• [WHAT IS NEEDED]: Give back the full material, exactly as it reads.

[START OF SUPPLIED INFORMATION]

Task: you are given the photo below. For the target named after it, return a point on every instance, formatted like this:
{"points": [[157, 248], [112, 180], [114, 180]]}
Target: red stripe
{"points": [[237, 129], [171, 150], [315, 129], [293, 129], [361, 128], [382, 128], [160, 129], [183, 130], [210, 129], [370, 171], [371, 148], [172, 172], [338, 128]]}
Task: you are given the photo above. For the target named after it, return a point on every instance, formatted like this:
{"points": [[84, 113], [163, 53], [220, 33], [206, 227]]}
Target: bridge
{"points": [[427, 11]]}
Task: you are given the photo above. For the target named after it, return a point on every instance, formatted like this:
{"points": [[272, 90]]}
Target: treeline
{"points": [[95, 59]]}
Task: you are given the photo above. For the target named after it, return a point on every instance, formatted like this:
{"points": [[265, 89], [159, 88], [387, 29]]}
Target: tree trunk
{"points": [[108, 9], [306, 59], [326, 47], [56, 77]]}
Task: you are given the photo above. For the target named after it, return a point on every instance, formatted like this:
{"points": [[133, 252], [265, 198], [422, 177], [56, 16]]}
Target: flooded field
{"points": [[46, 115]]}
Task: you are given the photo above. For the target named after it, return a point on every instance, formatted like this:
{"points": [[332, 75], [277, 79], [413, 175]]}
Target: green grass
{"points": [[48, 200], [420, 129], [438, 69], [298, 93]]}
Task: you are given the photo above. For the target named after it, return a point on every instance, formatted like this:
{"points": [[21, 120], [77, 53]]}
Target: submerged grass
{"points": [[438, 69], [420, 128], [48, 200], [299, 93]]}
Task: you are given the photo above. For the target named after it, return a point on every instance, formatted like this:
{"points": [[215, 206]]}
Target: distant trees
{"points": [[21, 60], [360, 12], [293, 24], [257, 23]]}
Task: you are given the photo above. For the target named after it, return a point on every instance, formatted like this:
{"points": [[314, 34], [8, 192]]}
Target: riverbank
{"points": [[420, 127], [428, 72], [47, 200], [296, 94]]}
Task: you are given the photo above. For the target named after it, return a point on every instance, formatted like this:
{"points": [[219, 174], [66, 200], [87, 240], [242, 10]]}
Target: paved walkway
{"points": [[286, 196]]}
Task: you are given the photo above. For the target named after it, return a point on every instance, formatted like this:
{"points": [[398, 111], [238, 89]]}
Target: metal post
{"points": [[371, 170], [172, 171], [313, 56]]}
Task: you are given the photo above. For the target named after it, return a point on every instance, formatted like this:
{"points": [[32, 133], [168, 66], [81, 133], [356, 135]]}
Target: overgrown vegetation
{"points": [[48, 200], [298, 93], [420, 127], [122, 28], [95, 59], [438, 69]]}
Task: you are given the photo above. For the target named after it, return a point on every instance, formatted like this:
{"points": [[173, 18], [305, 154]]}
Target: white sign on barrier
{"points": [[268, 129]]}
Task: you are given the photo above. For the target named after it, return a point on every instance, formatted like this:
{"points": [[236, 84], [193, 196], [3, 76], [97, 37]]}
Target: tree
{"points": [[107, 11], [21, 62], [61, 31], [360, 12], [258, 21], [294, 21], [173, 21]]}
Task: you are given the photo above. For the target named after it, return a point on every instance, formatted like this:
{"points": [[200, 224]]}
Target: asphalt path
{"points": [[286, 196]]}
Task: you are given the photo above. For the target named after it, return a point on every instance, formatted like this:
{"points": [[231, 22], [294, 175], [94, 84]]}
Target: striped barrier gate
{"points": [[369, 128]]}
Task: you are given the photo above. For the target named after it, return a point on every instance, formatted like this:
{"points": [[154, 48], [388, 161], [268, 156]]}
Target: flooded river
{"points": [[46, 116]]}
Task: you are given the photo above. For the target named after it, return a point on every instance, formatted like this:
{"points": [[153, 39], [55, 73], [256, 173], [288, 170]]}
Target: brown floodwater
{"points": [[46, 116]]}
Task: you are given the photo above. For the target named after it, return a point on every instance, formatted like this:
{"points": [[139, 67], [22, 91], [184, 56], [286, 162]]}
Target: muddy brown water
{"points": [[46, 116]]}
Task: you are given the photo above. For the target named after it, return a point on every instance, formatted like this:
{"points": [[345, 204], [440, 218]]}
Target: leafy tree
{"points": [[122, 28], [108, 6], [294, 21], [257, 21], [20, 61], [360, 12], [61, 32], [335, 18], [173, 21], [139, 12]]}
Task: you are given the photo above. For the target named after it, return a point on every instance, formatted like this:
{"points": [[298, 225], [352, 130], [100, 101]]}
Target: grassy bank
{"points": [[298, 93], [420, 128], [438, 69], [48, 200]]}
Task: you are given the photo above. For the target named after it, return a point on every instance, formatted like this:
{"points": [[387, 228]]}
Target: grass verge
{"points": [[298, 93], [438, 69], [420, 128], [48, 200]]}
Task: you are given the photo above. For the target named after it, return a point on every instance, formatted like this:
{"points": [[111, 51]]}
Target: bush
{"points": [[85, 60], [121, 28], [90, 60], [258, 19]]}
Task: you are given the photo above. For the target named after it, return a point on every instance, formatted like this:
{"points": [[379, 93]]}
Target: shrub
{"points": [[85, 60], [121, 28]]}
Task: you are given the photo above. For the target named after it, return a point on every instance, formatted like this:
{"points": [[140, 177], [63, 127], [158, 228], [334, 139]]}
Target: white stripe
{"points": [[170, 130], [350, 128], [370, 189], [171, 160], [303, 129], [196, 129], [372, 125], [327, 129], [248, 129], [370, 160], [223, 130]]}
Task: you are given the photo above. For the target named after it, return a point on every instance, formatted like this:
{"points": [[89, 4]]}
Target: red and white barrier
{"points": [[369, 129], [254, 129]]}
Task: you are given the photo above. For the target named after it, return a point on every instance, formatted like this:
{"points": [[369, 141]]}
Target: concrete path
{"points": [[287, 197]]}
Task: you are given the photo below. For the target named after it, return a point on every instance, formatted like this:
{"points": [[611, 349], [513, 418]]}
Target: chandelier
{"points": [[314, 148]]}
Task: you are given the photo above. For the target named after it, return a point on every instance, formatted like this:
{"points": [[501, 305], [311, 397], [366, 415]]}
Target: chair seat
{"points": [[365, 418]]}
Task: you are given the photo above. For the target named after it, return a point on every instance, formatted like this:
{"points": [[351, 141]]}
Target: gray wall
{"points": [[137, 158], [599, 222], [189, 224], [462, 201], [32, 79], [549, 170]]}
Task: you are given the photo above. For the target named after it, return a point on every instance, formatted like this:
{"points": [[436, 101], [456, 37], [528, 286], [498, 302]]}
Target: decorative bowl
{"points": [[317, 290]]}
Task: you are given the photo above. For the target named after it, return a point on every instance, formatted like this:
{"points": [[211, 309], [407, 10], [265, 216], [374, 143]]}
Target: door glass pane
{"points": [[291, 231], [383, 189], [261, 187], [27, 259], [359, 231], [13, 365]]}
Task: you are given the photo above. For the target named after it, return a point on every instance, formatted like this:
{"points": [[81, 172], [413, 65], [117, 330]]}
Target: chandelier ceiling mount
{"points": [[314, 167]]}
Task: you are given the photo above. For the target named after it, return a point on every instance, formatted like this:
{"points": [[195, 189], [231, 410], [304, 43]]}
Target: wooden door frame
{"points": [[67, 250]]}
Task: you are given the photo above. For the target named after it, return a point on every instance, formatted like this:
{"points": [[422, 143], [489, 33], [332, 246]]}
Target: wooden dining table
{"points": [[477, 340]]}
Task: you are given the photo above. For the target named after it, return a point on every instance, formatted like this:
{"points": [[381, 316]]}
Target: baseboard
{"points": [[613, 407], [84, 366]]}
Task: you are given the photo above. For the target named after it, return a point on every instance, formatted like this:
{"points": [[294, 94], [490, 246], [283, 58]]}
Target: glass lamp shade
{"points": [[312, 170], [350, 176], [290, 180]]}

[END OF SUPPLIED INFORMATION]

• [SOLUTION FOR THIS EXERCISE]:
Task: you are given the photo below. For the target named after it, return a point on every instance, formatted like this:
{"points": [[157, 248], [112, 180], [114, 180]]}
Target: red stripe
{"points": [[237, 129], [171, 150], [315, 129], [293, 129], [361, 128], [382, 128], [160, 129], [183, 130], [210, 129], [370, 171], [371, 148], [172, 172], [338, 128]]}
Task: you are given the photo above. For the target named after it, return a point on every instance, formatted like this:
{"points": [[84, 113], [163, 53], [220, 33], [206, 227]]}
Target: bridge
{"points": [[427, 11]]}
Task: you are given the photo above. For the target named after it, return a point on every instance, formatted like this:
{"points": [[272, 90]]}
Target: treeline
{"points": [[95, 59]]}
Task: you are given the photo above. For the target named after it, return a point on every instance, formatted like this:
{"points": [[265, 89], [159, 88], [387, 29]]}
Target: tree trunk
{"points": [[108, 9], [306, 59], [326, 47], [56, 77]]}
Task: you are given the photo above. For the target named after it, return a point on every instance, formatted like this:
{"points": [[133, 252], [265, 198], [422, 177], [56, 16]]}
Target: flooded field
{"points": [[46, 115]]}
Task: you are given the photo above. For the target named after it, return a point on every instance, formatted like this:
{"points": [[332, 75], [277, 79], [413, 175]]}
Target: green grass
{"points": [[48, 200], [420, 129], [438, 69], [298, 93]]}
Task: you are given the photo above. For the target named after it, return a point on every instance, formatted like this:
{"points": [[21, 120], [77, 53]]}
Target: submerged grass
{"points": [[438, 69], [420, 128], [48, 200], [299, 93]]}
Task: you are given the photo above. For the target named after it, return a point on every instance, formatted like this:
{"points": [[215, 206]]}
Target: distant trees
{"points": [[21, 60], [360, 12], [293, 24], [257, 23]]}
Task: you are given the photo above. For the target named after it, return a point on every instance, formatted like this:
{"points": [[314, 34], [8, 192]]}
Target: riverbank
{"points": [[420, 127], [428, 72], [47, 200], [296, 94]]}
Task: you are given the photo above. For the target named after it, return a point on every instance, formatted like this:
{"points": [[219, 174], [66, 200], [87, 240], [242, 10]]}
Target: paved walkway
{"points": [[286, 196]]}
Task: you are given the photo above. For the target named after it, return a point on every instance, formatted like this:
{"points": [[398, 111], [238, 89]]}
Target: metal post
{"points": [[371, 170], [172, 171], [313, 56]]}
Task: you are given the photo above. For the target named after it, return a point on every instance, formatted like this:
{"points": [[32, 133], [168, 66], [81, 133], [356, 135]]}
Target: overgrown vegetation
{"points": [[48, 200], [298, 93], [420, 127], [122, 28], [95, 59], [438, 69]]}
Task: you are given the photo above. For the target named after it, return a point on every instance, formatted like this:
{"points": [[173, 18], [305, 154]]}
Target: white sign on barrier
{"points": [[268, 129]]}
Task: you are given the photo above. For the target named after it, return a point on every instance, formatted like this:
{"points": [[236, 84], [193, 196], [3, 76], [97, 37]]}
Target: tree
{"points": [[107, 11], [21, 62], [61, 31], [360, 12], [258, 21], [294, 21], [173, 21]]}
Task: you are given the photo above. For the target named after it, return a point on every instance, formatted like this:
{"points": [[200, 224]]}
Target: asphalt path
{"points": [[286, 196]]}
Task: you are given the photo above. For the target named after it, return a point on every instance, formatted like this:
{"points": [[231, 22], [294, 175], [94, 84]]}
Target: striped barrier gate
{"points": [[369, 128]]}
Task: you are given the photo above. For the target named after it, return a point on every instance, formatted like this:
{"points": [[154, 48], [388, 161], [268, 156]]}
Target: flooded river
{"points": [[46, 116]]}
Task: you are given the photo above. For the target named after it, return a point on every instance, formatted like this:
{"points": [[153, 39], [55, 73], [256, 173], [288, 170]]}
Target: brown floodwater
{"points": [[46, 116]]}
Task: you are given the photo above. For the target named after it, return a point on every instance, formatted like this:
{"points": [[139, 67], [22, 91], [184, 56], [286, 162]]}
Target: muddy brown water
{"points": [[46, 116]]}
Task: you are given the photo above. For the target named after it, return a point on every instance, formatted like this:
{"points": [[345, 204], [440, 218]]}
Target: leafy tree
{"points": [[122, 28], [108, 6], [294, 21], [257, 21], [20, 61], [360, 12], [61, 32], [335, 18], [173, 21], [139, 12]]}
Task: you are given the photo above. For the target named after it, return a point on every instance, formatted like this:
{"points": [[298, 225], [352, 130], [100, 101]]}
Target: grassy bank
{"points": [[298, 93], [420, 128], [438, 69], [48, 200]]}
Task: you are given the photo above. For the target named after it, return a point on every instance, formatted like this:
{"points": [[387, 228]]}
Target: grass verge
{"points": [[298, 93], [438, 69], [420, 128], [48, 200]]}
Task: you are given the photo above. For the target named after it, return a point on every instance, formatted like this:
{"points": [[111, 51]]}
Target: bush
{"points": [[85, 60], [121, 28], [90, 60], [258, 19]]}
Task: you are given the photo above. For the target named after it, return a point on every instance, formatted like this:
{"points": [[379, 93]]}
Target: shrub
{"points": [[85, 60], [121, 28]]}
Task: you are given the photo above. For the target named after it, return a point on every instance, formatted like this:
{"points": [[140, 177], [63, 127], [158, 228], [334, 139]]}
Target: white stripe
{"points": [[170, 130], [350, 128], [370, 189], [171, 160], [303, 129], [196, 129], [372, 125], [327, 129], [248, 129], [370, 160], [223, 130]]}
Task: you are given the photo above. For the target named after it, return a point on every instance, formatted like this:
{"points": [[89, 4]]}
Target: red and white barrier
{"points": [[369, 129], [254, 129]]}
Task: you are given the photo above. For the target named after it, return a point on every instance, formatted like this:
{"points": [[369, 141]]}
Target: concrete path
{"points": [[287, 197]]}
Task: you are given the photo below. For the target named after it, return a point on every instance, formatted like this:
{"points": [[611, 349], [513, 418]]}
Target: chandelier
{"points": [[314, 148]]}
Task: you are given the photo above. For the target named after it, return a point on every instance, formatted like this:
{"points": [[501, 305], [311, 397], [366, 415]]}
Target: chair seat
{"points": [[365, 418]]}
Task: you are given the photo above. For the target named after it, return a point on every instance, formatted like this:
{"points": [[351, 141]]}
Target: gray wall
{"points": [[137, 158], [599, 222], [189, 224], [462, 201], [32, 79], [549, 170]]}
Task: you are given the photo above. For the target named after it, return a point on every instance, formatted like this:
{"points": [[436, 101], [456, 37], [528, 286], [498, 302]]}
Target: decorative bowl
{"points": [[317, 290]]}
Task: you are given the photo above. For the target named after it, return a point on every instance, formatted like this:
{"points": [[211, 309], [407, 10], [265, 216], [374, 143]]}
Target: door glass pane
{"points": [[291, 231], [383, 189], [261, 187], [27, 259], [359, 231], [13, 365]]}
Task: you are given the photo above. For the target named after it, return a point on every instance, formatted like this:
{"points": [[81, 172], [413, 65], [117, 330]]}
Target: chandelier ceiling mount
{"points": [[314, 167]]}
Task: you are given the photo above. For the target named after it, return a point on every instance, formatted like this:
{"points": [[195, 189], [231, 410], [304, 43]]}
Target: wooden door frame
{"points": [[67, 250]]}
Task: you are given the photo above. For the target named after it, return a point on every instance, formatted like this:
{"points": [[422, 143], [489, 33], [332, 246]]}
Target: wooden dining table
{"points": [[477, 340]]}
Task: you are given the photo above. For the target named after it, return a point on every instance, formatted like this:
{"points": [[381, 316]]}
Target: baseboard
{"points": [[613, 407], [84, 366]]}
Task: you are given the photo above. For the target named after it, return a point on every instance, formatted like this:
{"points": [[294, 94], [490, 246], [283, 58]]}
Target: glass lamp shade
{"points": [[312, 170], [350, 176], [290, 180]]}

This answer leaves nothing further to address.